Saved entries
[Start of section]

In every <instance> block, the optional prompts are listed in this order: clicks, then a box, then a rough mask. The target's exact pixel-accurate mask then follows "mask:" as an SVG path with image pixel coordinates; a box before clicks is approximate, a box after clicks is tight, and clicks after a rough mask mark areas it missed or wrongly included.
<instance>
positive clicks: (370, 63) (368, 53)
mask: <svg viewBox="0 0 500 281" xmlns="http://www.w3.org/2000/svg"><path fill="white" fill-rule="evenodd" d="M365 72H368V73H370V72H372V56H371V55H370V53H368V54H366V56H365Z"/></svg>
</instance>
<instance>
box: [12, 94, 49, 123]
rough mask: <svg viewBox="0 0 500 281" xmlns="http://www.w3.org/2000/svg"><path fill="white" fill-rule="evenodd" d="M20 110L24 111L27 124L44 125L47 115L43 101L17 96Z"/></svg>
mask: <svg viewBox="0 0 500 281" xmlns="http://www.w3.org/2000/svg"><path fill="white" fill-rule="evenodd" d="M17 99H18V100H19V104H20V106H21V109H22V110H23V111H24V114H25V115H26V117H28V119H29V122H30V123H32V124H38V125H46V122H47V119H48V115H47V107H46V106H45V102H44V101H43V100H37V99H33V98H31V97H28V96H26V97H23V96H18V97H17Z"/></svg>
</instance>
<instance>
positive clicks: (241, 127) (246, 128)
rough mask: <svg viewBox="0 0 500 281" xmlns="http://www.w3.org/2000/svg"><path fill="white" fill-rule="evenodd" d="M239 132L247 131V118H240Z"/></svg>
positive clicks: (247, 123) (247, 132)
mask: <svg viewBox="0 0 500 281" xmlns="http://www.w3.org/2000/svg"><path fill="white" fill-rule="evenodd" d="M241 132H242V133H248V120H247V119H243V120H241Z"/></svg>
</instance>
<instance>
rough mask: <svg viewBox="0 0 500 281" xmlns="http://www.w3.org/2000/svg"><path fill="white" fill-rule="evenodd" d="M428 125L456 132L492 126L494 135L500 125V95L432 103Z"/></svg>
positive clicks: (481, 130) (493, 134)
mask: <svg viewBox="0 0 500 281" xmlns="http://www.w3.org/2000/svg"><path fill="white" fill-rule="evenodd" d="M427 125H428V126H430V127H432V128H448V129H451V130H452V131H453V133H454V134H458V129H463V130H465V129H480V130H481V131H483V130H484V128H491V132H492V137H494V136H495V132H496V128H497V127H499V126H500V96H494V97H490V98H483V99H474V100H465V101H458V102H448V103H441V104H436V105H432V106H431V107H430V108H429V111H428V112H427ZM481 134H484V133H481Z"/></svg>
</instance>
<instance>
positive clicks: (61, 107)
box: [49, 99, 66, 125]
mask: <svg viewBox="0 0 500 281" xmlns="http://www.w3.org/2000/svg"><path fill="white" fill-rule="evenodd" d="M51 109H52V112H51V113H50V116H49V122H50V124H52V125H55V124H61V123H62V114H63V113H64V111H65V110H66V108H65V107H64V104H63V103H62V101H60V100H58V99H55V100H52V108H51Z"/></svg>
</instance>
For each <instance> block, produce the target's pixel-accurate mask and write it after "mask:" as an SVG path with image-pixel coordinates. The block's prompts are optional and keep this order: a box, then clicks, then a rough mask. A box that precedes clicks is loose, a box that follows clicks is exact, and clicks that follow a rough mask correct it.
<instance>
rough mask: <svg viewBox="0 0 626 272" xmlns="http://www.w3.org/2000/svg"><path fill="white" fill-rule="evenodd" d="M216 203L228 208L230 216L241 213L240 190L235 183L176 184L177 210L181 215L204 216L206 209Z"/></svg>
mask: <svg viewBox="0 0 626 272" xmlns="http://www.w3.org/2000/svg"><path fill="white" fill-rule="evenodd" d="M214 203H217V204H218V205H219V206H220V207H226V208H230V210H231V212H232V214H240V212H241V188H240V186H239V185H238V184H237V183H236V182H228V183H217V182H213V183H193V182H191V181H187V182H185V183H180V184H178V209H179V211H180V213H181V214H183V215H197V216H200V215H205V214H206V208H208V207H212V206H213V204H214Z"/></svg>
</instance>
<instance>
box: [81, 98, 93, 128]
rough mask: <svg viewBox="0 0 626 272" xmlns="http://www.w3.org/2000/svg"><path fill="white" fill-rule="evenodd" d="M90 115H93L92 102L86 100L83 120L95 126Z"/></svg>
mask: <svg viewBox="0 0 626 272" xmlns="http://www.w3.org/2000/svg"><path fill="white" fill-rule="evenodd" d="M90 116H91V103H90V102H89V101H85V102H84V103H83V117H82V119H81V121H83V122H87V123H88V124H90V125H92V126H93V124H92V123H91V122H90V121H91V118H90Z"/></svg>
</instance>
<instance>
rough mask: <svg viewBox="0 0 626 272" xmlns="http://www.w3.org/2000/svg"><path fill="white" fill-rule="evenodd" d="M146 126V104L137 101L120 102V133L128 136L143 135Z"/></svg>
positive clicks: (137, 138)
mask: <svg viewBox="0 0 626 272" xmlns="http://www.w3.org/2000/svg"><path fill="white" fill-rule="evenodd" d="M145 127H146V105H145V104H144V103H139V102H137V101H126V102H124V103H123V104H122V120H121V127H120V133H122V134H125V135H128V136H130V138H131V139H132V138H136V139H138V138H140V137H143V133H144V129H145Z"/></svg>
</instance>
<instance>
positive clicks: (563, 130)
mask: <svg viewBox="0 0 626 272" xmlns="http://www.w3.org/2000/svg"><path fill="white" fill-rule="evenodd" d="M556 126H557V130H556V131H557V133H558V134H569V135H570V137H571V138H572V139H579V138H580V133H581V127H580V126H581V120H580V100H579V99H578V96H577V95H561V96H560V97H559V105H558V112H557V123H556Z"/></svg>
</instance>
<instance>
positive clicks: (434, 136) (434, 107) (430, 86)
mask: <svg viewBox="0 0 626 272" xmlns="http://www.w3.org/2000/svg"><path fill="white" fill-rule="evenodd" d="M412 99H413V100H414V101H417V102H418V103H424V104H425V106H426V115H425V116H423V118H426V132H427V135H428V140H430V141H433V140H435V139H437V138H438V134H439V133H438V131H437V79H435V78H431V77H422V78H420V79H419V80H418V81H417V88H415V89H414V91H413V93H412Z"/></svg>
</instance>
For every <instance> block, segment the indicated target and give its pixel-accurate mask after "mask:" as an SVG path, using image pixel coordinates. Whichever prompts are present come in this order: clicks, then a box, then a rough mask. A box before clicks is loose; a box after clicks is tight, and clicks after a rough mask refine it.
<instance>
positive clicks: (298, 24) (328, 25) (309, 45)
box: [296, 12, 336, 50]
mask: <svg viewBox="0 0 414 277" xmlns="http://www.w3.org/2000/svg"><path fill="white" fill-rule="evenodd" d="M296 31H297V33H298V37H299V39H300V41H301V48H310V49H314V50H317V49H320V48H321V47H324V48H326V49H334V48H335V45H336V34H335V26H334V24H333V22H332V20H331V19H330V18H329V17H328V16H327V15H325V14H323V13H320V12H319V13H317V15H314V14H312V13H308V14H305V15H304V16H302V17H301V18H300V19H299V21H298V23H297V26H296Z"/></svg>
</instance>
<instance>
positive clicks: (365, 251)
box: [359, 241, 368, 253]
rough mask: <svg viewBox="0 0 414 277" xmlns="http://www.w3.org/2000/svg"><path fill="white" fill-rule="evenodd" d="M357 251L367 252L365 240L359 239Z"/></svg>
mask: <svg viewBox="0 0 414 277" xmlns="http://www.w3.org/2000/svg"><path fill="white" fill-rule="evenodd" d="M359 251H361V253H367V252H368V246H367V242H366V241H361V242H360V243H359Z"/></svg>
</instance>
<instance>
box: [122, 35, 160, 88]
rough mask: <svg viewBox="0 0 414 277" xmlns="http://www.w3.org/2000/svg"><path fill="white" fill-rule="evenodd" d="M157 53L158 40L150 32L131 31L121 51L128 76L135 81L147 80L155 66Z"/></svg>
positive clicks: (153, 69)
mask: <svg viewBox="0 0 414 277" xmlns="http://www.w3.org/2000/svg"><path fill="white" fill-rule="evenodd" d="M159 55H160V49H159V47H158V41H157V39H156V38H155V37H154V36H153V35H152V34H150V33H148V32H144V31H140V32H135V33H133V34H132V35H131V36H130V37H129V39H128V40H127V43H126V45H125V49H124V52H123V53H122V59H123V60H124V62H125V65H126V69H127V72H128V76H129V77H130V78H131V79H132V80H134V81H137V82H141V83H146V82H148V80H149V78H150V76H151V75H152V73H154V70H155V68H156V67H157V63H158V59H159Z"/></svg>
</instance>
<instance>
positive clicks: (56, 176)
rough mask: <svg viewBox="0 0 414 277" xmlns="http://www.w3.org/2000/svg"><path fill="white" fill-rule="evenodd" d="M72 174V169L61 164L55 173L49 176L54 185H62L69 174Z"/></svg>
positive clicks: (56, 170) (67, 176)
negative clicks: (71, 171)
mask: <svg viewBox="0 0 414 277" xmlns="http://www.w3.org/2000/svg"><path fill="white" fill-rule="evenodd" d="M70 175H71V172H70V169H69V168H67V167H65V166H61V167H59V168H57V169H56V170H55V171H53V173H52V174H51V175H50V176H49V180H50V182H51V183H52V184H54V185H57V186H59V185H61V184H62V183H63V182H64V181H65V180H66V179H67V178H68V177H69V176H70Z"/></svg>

[End of section]

TRY IT: Report every line of the rows above that contains the string "coordinates".

TASK RESULT:
In every <instance> block, the optional prompts are listed in this order: clicks, then a box, then a rough mask. The target's exact pixel-accurate mask then follows "mask:" as an SVG path with image pixel coordinates; a box before clicks is approximate, a box after clicks is tight, and clicks after a rough mask mark areas it missed or wrongly included.
For each <instance> block, produce the target's pixel-accurate mask and write it after "mask:" as an SVG path with image-pixel coordinates. The block's prompts are optional and keep this order: a box, then clicks, then a rough mask. A box that precedes clicks is loose, a box that follows clicks is exact, and clicks that follow a rough mask correct it.
For every <instance> block, segment the indicated target and give its pixel-accurate mask after "mask:" as an SVG path, using image pixel coordinates. Whichever prompts are present come in this order: clicks, then a box, then a rough mask. A box before clicks is loose; a box after clicks is tight, and clicks after a rough mask refine it.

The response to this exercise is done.